SET EXERCISE » Rewrite these records with every "thin twig" changed to "slender twig" and everything else unchanged. Leave the pictures out of your answer.
* * * *
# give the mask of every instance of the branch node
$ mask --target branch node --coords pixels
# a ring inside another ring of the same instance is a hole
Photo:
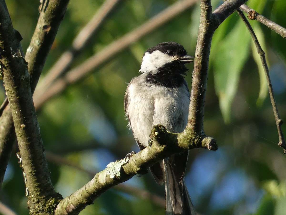
[[[256,19],[258,14],[254,10],[251,9],[247,12],[247,16],[251,20]]]
[[[166,128],[162,125],[156,125],[153,127],[151,131],[150,137],[152,139],[155,139],[160,145],[160,139],[164,139],[167,135],[167,131]]]
[[[279,119],[279,120],[278,121],[278,124],[279,125],[281,126],[283,124],[283,120],[282,119]]]

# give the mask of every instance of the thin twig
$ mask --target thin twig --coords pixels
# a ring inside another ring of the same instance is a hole
[[[89,170],[74,162],[52,153],[46,151],[45,154],[47,160],[49,163],[53,163],[58,165],[66,165],[77,170],[87,173],[92,177],[94,177],[94,175],[99,171]],[[165,198],[161,197],[156,194],[151,193],[144,189],[122,183],[116,185],[114,188],[135,196],[143,199],[148,199],[151,202],[161,207],[164,207],[166,206]]]
[[[243,5],[240,8],[247,14],[248,17],[250,19],[256,19],[258,22],[274,30],[284,39],[286,39],[286,29],[262,15],[260,15],[245,4]]]
[[[98,32],[104,21],[121,0],[106,1],[90,22],[74,40],[70,50],[64,53],[47,75],[37,87],[39,92],[45,92],[59,76],[69,69],[75,57],[86,47],[90,39]]]
[[[6,97],[5,98],[5,99],[4,99],[4,101],[3,101],[2,104],[1,105],[1,106],[0,106],[0,116],[1,116],[2,115],[3,111],[4,110],[4,109],[5,109],[9,103],[8,97],[6,96]]]
[[[269,95],[270,95],[270,100],[271,102],[271,104],[272,105],[272,108],[273,109],[273,112],[274,113],[275,121],[276,122],[276,125],[278,130],[278,134],[279,137],[279,142],[278,144],[278,145],[283,148],[284,154],[285,154],[286,153],[286,144],[285,144],[285,140],[284,139],[283,133],[282,132],[282,129],[281,128],[281,125],[283,123],[283,120],[279,116],[277,106],[276,105],[276,103],[275,102],[275,99],[274,97],[274,94],[273,93],[273,89],[272,87],[271,81],[270,80],[270,76],[269,75],[269,71],[267,66],[267,64],[266,63],[266,59],[265,58],[265,53],[260,46],[253,29],[252,29],[249,22],[243,14],[242,10],[240,9],[239,9],[237,10],[237,12],[242,19],[245,25],[246,26],[247,29],[250,33],[251,37],[254,42],[255,46],[256,46],[256,48],[257,49],[257,52],[260,56],[260,59],[261,60],[262,66],[264,70],[267,83],[268,84]]]
[[[219,26],[247,0],[228,0],[212,13],[210,0],[201,1],[200,19],[192,81],[189,118],[186,130],[204,133],[204,114],[212,38]]]
[[[69,85],[82,80],[90,75],[95,68],[110,60],[112,56],[189,8],[196,1],[196,0],[178,1],[142,26],[108,45],[70,71],[63,77],[58,79],[46,91],[37,91],[34,97],[36,109],[40,108],[47,101],[61,93]]]

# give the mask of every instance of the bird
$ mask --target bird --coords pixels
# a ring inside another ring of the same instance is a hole
[[[144,52],[141,74],[132,79],[124,97],[129,125],[140,150],[149,145],[154,126],[162,125],[176,133],[185,128],[190,95],[185,64],[193,58],[174,42],[160,43]],[[172,155],[150,168],[157,182],[165,183],[166,215],[196,214],[184,179],[188,153]]]

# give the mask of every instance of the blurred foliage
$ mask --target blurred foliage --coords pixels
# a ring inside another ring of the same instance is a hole
[[[15,28],[29,45],[38,16],[37,0],[6,0]],[[44,75],[103,1],[71,1],[43,71]],[[122,1],[90,45],[74,61],[78,65],[175,2]],[[212,1],[215,9],[222,1]],[[286,26],[285,0],[250,0],[260,14]],[[138,149],[124,115],[127,83],[138,74],[148,48],[163,41],[182,44],[194,54],[198,3],[122,52],[80,83],[51,99],[38,112],[46,150],[90,170]],[[250,21],[266,53],[280,116],[286,119],[286,40],[256,20]],[[206,133],[217,140],[216,152],[190,151],[186,181],[194,204],[205,214],[285,214],[286,160],[278,139],[264,72],[246,28],[234,13],[216,31],[210,57],[204,119]],[[188,65],[190,72],[192,65]],[[186,79],[190,86],[191,72]],[[5,97],[1,86],[0,99]],[[282,128],[286,133],[285,125]],[[0,200],[19,214],[27,214],[21,172],[14,150]],[[49,160],[52,180],[64,197],[91,179],[82,171]],[[125,183],[164,197],[163,186],[148,174]],[[148,199],[112,189],[82,214],[163,214]]]

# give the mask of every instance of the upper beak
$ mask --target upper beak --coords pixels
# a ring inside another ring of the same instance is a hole
[[[179,59],[180,61],[183,63],[190,63],[194,61],[193,60],[191,60],[190,58],[194,58],[193,57],[189,55],[186,55],[183,56],[182,57],[180,57]]]

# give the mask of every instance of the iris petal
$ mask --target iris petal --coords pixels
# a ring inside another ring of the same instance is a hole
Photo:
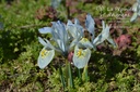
* * * *
EXPECTED ANSWER »
# give the mask of every instance of the branch node
$ mask --target branch node --coords pixels
# a ring inside another ring of the same instance is a hole
Photo:
[[[256,19],[258,14],[254,10],[251,9],[247,12],[247,16],[251,20]]]
[[[166,128],[162,125],[156,125],[153,127],[151,131],[150,137],[152,139],[155,139],[160,145],[160,139],[164,139],[167,135],[167,131]]]
[[[279,119],[279,120],[278,121],[278,124],[279,125],[281,126],[283,124],[283,120],[282,119]]]

# give the mask of every instance of the slender twig
$ mask --target slender twig --coords pixels
# a ring inside another ring of the same instance is a hole
[[[89,170],[74,162],[52,153],[46,151],[45,154],[47,160],[49,163],[53,163],[58,165],[66,165],[77,170],[87,173],[92,177],[94,177],[94,175],[99,171]],[[165,198],[161,197],[156,194],[151,193],[144,189],[122,183],[116,185],[114,188],[135,196],[143,199],[148,199],[151,202],[161,207],[164,207],[166,206]]]
[[[243,5],[240,8],[247,14],[248,17],[250,19],[256,19],[258,22],[274,30],[284,39],[286,39],[286,29],[262,15],[260,15],[245,4]]]
[[[98,32],[104,21],[121,0],[106,1],[90,22],[74,40],[70,50],[64,53],[47,75],[37,87],[39,92],[45,92],[59,76],[69,69],[75,57],[86,47],[90,39]]]
[[[6,97],[5,98],[5,99],[4,99],[4,101],[3,101],[2,104],[1,105],[1,106],[0,106],[0,116],[1,116],[2,115],[3,111],[4,110],[4,109],[5,109],[9,103],[8,97],[6,96]]]
[[[269,95],[270,95],[270,100],[271,102],[271,104],[272,105],[272,108],[273,109],[273,112],[274,113],[275,121],[276,122],[276,125],[278,130],[278,134],[279,137],[279,142],[278,144],[278,145],[283,148],[284,154],[285,154],[286,153],[286,144],[285,144],[285,140],[284,139],[283,133],[282,132],[282,129],[281,128],[281,125],[283,123],[283,120],[279,116],[277,106],[276,105],[276,103],[275,102],[275,99],[274,97],[274,94],[273,93],[273,89],[272,87],[271,81],[270,80],[270,76],[269,75],[269,71],[267,66],[267,64],[266,63],[266,59],[265,58],[265,53],[260,46],[253,29],[252,29],[249,22],[243,14],[242,10],[240,9],[239,9],[237,10],[237,12],[242,19],[245,25],[246,26],[247,29],[250,33],[251,37],[254,42],[255,46],[256,46],[256,48],[257,49],[257,52],[260,56],[260,59],[261,60],[262,66],[264,70],[267,83],[268,84]]]
[[[219,26],[247,0],[228,0],[212,13],[210,0],[201,1],[200,19],[192,81],[189,118],[186,130],[204,133],[204,114],[212,38]]]
[[[69,85],[82,80],[90,75],[95,68],[110,60],[112,56],[189,8],[196,1],[196,0],[178,1],[142,26],[108,45],[70,71],[63,77],[58,79],[46,91],[37,91],[34,97],[36,109],[40,108],[47,101],[61,93]]]

# give the mask of every instance of the bird
$ mask --target bird --coords pixels
# a ring inside another ring of the same instance is a hole
[[[144,52],[141,74],[132,79],[124,97],[129,125],[140,150],[149,145],[154,126],[162,125],[176,133],[185,128],[190,95],[185,64],[193,58],[174,42],[160,43]],[[172,155],[150,168],[157,182],[165,183],[166,215],[196,214],[184,179],[188,153]]]

# give the mask of every instance of the blurred foliage
$ mask --target blurred foliage --coords pixels
# a ring inside another ring of the same instance is a hole
[[[15,28],[29,45],[38,16],[37,0],[6,0]],[[44,75],[103,1],[71,1],[43,71]],[[122,1],[90,45],[74,61],[78,65],[175,2]],[[212,1],[215,9],[222,1]],[[286,26],[285,0],[250,0],[260,14]],[[138,149],[124,115],[127,83],[138,74],[148,48],[163,41],[182,44],[194,54],[198,3],[122,52],[80,83],[51,99],[38,112],[46,150],[90,170]],[[250,21],[266,53],[280,116],[286,119],[286,40],[256,20]],[[206,133],[217,140],[216,152],[190,151],[186,181],[194,204],[205,214],[285,214],[286,160],[278,139],[264,72],[246,28],[234,13],[216,31],[210,57],[204,119]],[[188,65],[190,72],[192,65]],[[186,79],[190,86],[191,72]],[[5,97],[1,86],[0,99]],[[282,128],[286,133],[285,125]],[[0,200],[19,214],[27,214],[21,172],[14,150]],[[49,160],[52,180],[64,197],[91,179],[82,171]],[[125,183],[164,197],[163,186],[148,174]],[[148,199],[112,189],[82,214],[163,214]]]

# give the mask of every instance of the upper beak
$ mask --target upper beak --coords pixels
# a ring inside another ring of the same instance is a hole
[[[179,59],[180,61],[183,63],[190,63],[194,61],[193,60],[191,60],[190,58],[194,58],[193,57],[189,55],[186,55],[183,56],[182,57],[180,57]]]

# give the mask of every instance of the iris petal
$ mask --target iris petal --coords pixels
# a ring inside another ring of the same instance is a hole
Photo:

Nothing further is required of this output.